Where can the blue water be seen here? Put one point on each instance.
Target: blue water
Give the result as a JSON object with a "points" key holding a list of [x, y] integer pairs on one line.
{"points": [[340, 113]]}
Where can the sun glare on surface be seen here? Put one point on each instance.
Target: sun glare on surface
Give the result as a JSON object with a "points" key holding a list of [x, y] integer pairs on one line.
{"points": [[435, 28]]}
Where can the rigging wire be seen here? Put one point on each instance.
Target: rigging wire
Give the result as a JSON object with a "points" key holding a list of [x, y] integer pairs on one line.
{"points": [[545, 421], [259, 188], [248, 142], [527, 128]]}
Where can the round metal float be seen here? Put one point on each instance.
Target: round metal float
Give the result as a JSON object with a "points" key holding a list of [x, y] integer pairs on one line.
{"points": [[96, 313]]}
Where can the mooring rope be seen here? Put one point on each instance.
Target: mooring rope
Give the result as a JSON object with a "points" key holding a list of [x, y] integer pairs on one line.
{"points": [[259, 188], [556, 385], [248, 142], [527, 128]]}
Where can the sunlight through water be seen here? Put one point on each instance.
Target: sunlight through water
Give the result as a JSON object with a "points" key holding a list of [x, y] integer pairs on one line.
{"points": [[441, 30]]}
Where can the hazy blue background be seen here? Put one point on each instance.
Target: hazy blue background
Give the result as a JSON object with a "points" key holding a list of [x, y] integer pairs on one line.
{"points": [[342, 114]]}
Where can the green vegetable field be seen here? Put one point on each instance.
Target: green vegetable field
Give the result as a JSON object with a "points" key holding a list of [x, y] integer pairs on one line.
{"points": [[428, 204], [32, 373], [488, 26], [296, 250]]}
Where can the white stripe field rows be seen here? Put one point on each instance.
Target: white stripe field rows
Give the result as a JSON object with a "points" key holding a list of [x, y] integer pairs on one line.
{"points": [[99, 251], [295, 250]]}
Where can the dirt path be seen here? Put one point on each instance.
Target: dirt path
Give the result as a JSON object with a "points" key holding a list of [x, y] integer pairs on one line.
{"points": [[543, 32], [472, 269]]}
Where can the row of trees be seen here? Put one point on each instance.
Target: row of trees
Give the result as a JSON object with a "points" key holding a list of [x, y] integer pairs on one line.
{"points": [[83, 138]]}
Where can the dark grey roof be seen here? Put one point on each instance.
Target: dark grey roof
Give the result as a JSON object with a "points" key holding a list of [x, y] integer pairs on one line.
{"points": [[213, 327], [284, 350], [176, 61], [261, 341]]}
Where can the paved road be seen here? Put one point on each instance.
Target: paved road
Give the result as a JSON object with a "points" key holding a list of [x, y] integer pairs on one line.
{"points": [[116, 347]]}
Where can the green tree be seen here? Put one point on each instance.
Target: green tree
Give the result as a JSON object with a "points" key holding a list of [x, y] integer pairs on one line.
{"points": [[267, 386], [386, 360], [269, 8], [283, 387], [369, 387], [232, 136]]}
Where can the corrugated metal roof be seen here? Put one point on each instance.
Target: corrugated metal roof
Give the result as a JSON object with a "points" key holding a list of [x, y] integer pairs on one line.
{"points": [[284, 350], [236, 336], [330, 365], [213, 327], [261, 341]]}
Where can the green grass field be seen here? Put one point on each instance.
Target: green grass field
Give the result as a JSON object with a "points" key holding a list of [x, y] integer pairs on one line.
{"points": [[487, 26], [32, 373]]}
• • • • •
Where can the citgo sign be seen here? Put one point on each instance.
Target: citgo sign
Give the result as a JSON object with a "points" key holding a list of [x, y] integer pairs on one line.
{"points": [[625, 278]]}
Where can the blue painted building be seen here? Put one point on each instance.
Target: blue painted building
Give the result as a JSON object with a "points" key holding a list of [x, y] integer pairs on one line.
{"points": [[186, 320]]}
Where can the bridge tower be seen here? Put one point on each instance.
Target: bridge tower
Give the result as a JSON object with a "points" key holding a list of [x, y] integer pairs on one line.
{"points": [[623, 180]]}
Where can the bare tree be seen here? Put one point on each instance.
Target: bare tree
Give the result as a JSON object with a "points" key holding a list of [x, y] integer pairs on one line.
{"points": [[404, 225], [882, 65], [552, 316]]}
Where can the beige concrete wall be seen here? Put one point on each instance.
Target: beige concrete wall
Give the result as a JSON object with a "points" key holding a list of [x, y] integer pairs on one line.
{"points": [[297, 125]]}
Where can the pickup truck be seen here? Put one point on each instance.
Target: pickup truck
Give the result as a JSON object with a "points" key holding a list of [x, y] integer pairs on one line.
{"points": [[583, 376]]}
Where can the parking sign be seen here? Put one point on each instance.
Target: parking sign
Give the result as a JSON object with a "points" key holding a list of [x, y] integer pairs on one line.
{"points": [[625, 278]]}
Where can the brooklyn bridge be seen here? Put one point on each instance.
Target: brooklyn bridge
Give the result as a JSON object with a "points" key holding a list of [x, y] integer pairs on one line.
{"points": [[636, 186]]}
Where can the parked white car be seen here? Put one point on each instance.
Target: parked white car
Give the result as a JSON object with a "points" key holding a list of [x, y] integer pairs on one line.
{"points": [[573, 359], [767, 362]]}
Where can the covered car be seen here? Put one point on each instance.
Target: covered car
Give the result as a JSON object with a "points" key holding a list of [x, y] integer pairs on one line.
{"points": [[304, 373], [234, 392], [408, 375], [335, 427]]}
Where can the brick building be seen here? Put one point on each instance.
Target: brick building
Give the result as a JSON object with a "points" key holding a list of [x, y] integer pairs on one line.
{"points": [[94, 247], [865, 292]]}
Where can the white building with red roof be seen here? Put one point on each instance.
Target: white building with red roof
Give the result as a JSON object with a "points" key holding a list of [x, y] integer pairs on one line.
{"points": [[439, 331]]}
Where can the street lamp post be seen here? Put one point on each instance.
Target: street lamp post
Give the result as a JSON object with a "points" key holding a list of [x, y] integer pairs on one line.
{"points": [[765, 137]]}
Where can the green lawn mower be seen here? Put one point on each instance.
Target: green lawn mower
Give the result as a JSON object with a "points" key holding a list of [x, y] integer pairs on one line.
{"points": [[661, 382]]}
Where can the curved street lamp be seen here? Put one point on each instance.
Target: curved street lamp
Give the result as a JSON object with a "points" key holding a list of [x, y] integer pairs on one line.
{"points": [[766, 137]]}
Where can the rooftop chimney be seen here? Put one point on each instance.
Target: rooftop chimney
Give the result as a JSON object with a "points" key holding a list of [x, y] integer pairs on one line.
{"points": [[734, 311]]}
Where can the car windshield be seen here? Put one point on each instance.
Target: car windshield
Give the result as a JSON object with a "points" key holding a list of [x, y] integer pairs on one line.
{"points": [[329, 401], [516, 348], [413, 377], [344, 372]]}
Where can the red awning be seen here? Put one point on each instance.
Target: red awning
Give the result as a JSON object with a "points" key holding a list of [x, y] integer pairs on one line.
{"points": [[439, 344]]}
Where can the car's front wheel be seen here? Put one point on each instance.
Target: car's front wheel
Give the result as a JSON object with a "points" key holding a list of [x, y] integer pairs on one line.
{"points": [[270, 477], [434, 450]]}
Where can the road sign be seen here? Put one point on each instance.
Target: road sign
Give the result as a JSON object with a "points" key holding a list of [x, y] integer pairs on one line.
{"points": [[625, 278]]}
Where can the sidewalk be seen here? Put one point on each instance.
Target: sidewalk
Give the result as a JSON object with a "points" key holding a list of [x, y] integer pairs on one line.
• • • • •
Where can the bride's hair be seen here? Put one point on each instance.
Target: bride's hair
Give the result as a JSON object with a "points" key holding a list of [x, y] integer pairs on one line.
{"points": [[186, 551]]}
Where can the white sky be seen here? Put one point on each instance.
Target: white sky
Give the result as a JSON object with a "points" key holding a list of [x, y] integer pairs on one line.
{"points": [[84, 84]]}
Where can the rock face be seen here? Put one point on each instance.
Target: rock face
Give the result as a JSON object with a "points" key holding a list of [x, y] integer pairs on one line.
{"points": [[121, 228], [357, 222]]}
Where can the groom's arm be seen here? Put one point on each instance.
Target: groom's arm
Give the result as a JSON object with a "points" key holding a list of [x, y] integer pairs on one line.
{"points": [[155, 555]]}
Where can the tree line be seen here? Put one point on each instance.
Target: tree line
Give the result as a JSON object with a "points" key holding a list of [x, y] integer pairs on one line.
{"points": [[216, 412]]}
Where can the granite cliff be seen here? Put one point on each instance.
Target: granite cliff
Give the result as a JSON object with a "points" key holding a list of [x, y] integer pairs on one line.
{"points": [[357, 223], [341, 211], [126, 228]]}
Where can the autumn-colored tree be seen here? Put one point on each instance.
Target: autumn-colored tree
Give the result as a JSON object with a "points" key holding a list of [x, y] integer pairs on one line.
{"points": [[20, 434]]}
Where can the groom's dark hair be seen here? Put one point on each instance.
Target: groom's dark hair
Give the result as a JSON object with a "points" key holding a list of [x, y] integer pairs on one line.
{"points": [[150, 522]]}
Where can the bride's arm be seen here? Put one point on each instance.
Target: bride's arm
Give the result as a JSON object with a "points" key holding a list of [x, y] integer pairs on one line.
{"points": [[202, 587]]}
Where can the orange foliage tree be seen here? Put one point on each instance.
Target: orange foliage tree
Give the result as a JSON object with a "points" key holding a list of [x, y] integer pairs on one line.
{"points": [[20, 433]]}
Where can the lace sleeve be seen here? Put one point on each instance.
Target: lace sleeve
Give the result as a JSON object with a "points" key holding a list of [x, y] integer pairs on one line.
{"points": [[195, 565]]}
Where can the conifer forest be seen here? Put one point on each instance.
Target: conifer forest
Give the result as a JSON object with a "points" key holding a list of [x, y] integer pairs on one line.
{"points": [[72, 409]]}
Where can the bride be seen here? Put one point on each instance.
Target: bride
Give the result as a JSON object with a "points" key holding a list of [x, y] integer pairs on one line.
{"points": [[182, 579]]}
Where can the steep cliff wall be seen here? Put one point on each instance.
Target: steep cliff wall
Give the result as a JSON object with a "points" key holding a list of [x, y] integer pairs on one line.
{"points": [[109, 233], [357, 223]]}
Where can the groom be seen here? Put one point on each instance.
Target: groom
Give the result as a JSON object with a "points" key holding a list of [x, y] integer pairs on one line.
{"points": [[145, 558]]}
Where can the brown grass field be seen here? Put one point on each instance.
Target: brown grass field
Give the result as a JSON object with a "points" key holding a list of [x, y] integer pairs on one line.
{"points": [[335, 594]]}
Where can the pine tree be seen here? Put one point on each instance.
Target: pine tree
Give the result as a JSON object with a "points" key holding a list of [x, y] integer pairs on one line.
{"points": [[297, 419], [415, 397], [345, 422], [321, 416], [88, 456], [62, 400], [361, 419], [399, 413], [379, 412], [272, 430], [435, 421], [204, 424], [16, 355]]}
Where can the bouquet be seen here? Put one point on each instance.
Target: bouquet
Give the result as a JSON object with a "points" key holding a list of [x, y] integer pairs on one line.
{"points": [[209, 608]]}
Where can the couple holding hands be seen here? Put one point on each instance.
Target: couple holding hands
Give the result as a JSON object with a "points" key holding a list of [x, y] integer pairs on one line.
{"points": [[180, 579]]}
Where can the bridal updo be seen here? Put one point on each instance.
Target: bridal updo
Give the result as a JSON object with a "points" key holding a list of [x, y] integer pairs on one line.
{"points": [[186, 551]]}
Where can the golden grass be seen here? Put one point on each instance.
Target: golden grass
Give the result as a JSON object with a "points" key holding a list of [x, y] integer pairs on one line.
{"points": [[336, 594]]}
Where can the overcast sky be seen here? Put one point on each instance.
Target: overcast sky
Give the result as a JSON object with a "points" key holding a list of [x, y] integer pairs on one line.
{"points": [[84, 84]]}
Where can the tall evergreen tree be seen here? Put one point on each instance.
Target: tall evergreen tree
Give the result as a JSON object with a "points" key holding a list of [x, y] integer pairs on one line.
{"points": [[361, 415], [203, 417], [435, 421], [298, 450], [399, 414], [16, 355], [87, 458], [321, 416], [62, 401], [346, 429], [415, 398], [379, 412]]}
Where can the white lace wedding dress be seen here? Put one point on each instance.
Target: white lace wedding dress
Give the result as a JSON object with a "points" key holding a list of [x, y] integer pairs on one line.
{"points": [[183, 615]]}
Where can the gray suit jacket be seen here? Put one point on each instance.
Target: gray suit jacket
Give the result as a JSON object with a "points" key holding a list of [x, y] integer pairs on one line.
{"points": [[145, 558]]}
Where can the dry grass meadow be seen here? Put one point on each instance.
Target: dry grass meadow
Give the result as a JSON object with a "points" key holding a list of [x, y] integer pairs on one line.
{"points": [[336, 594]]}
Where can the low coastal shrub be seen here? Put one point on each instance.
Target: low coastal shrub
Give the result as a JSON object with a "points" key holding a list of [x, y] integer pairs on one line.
• • • • •
Welke regels uit de gegevens bevatten het woord "rooftop"? Geef elk van die regels volledig terug.

● Uitvoer:
Where can the rooftop chimney be seen here? Put one point on each instance.
Target: rooftop chimney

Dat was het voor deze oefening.